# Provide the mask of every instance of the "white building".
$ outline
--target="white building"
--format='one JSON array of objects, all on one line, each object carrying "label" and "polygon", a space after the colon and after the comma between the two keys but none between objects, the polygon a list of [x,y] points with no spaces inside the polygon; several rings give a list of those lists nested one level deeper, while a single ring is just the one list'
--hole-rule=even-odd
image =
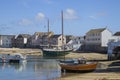
[{"label": "white building", "polygon": [[109,60],[120,58],[120,32],[115,33],[109,40],[107,53]]},{"label": "white building", "polygon": [[14,35],[0,35],[0,47],[10,48],[12,47],[12,39]]},{"label": "white building", "polygon": [[112,32],[107,28],[91,29],[86,33],[85,48],[89,51],[107,52],[107,43]]}]

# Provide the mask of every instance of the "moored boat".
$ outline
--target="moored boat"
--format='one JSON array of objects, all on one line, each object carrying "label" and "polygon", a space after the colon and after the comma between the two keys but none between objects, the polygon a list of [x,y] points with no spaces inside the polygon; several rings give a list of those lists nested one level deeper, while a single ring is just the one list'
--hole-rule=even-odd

* * * *

• Task requirements
Rewrite the records with every "moored boat" swapped for "docked boat" and everything else unchanged, leaving out the pictures.

• Written response
# Provide the mask of every instance of the "white building".
$ outline
--target="white building"
--format='one JSON array of objects, all on one line, each object carrying "label" and "polygon", a space after the colon and after the comma between the two keys but none between objects, the polygon a list of [x,y] points with no spaces inside the polygon; several rings give a list of those lists nested one level deeper, while a single ring is just the one list'
--hole-rule=even-odd
image =
[{"label": "white building", "polygon": [[109,60],[120,58],[120,32],[115,33],[109,40],[107,53]]},{"label": "white building", "polygon": [[14,35],[0,35],[0,47],[10,48],[12,47],[12,39]]},{"label": "white building", "polygon": [[112,32],[107,28],[91,29],[86,33],[85,48],[89,51],[107,52],[107,43]]}]

# Provide the mask of every instance of the "docked boat".
$ outline
--target="docked boat"
--format='one JSON array of objects, all on one line, each object carrying "label" and "polygon", a space after the colon and after the comma between the two keys but none between objects, the polygon a list of [x,y] points with no spaces inside the polygon; several rings give a list of those lists nested one level deeper, while a single ring is just the one list'
--hole-rule=even-odd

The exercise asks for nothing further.